Work required >>
Reproduce the items below word for word, from their very start through the line containing "Detect the valley in this image.", with both ends included.

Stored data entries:
----
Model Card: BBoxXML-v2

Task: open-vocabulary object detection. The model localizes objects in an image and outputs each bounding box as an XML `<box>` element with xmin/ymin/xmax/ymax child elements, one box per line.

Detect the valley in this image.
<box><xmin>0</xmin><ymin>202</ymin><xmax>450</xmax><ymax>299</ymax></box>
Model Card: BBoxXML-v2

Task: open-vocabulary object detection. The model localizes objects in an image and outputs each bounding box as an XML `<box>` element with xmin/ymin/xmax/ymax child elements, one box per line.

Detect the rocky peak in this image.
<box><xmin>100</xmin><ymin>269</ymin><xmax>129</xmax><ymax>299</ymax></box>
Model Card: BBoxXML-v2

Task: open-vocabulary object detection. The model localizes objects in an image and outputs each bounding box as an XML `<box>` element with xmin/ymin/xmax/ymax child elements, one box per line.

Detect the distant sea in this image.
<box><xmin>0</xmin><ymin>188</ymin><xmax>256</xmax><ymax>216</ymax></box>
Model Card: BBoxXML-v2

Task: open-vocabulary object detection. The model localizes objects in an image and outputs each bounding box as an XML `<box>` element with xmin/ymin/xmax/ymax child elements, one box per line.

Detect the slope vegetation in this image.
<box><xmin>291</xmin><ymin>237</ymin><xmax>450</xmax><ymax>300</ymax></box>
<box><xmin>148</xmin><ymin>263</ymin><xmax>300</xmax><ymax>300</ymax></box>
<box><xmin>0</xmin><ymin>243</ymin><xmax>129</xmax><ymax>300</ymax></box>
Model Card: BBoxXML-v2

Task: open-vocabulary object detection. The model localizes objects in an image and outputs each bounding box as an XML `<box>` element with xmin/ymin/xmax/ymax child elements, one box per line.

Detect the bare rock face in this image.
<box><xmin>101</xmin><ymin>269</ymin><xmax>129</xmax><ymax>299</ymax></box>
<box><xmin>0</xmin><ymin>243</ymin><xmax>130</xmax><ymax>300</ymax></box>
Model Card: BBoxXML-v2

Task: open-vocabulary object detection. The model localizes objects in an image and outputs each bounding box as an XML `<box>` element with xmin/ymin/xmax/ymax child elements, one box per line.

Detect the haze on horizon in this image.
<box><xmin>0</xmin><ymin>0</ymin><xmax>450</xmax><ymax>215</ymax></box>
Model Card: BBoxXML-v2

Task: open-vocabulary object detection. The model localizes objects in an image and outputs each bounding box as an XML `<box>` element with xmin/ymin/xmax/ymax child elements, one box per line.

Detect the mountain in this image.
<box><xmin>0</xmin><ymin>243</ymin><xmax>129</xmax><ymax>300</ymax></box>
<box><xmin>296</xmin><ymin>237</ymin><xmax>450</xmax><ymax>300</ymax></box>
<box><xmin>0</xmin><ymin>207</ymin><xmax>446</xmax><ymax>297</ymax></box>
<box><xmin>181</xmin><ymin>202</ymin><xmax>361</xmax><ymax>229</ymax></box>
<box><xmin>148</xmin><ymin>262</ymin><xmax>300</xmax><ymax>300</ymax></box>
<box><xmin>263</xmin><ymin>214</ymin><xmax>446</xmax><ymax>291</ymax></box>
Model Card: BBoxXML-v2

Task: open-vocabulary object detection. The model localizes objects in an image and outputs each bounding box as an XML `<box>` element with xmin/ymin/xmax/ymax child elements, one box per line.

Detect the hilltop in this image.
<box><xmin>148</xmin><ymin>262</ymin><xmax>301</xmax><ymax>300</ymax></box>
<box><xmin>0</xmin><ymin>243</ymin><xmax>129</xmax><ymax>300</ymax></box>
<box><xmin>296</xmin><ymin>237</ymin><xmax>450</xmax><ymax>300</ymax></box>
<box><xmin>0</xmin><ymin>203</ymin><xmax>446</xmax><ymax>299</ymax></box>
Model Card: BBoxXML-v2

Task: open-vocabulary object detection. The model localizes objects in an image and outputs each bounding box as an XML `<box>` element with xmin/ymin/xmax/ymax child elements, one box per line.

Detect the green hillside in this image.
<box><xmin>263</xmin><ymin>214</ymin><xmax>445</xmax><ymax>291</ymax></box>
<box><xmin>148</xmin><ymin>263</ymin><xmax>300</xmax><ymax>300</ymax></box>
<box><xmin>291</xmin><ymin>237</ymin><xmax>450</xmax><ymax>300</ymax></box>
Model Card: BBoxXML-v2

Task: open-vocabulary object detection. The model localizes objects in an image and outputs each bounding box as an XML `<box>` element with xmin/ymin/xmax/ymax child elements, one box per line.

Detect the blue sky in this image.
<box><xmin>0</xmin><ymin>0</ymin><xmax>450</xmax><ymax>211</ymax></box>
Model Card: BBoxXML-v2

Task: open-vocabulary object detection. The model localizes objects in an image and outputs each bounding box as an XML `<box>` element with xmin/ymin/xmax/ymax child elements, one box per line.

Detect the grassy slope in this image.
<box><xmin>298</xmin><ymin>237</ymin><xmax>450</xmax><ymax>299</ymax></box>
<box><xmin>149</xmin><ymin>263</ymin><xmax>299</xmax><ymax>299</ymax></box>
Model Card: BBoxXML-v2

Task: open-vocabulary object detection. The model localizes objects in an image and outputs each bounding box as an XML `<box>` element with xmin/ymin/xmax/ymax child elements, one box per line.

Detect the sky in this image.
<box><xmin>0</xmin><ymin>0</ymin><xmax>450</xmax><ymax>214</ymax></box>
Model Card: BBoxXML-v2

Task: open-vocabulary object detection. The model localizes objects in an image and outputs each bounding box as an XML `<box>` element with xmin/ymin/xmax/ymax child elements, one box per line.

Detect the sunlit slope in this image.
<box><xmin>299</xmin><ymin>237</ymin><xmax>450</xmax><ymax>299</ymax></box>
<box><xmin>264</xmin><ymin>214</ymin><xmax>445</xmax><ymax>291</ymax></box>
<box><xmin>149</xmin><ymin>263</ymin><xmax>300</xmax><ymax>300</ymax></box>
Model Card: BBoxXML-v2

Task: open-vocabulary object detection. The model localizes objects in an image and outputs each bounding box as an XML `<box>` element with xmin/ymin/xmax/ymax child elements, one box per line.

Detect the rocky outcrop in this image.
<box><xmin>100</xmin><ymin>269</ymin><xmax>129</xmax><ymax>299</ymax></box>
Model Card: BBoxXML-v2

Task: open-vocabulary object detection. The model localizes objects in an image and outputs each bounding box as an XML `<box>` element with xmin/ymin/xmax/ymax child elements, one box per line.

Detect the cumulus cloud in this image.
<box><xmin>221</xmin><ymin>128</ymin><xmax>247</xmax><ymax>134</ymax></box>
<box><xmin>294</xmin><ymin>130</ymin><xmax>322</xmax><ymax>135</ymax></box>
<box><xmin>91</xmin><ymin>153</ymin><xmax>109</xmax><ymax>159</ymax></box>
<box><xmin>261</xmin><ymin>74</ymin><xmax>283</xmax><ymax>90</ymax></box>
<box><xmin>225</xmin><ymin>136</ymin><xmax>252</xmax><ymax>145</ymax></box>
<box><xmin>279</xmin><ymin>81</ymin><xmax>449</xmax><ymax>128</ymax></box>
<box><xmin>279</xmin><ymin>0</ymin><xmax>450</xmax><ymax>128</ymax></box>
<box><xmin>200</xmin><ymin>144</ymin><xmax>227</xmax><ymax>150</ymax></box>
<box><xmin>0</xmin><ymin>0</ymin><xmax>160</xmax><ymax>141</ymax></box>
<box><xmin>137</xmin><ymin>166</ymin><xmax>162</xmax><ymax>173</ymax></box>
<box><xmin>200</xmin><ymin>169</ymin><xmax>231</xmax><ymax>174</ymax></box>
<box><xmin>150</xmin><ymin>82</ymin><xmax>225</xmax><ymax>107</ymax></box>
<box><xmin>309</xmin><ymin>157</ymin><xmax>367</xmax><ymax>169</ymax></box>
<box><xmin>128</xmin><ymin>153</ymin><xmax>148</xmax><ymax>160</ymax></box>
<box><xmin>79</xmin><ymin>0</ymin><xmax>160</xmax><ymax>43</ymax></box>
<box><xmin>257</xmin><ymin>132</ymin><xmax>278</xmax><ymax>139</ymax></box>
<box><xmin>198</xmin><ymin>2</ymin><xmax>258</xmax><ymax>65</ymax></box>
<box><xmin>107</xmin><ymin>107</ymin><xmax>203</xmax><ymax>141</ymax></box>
----
Completed exercise >>
Model Card: BBoxXML-v2

Task: open-vocabulary object detection. The model localizes objects in an image and outputs each bounding box as an XML `<box>` element with xmin/ymin/xmax/ymax child elements, one box per line.

Detect the valley in this image.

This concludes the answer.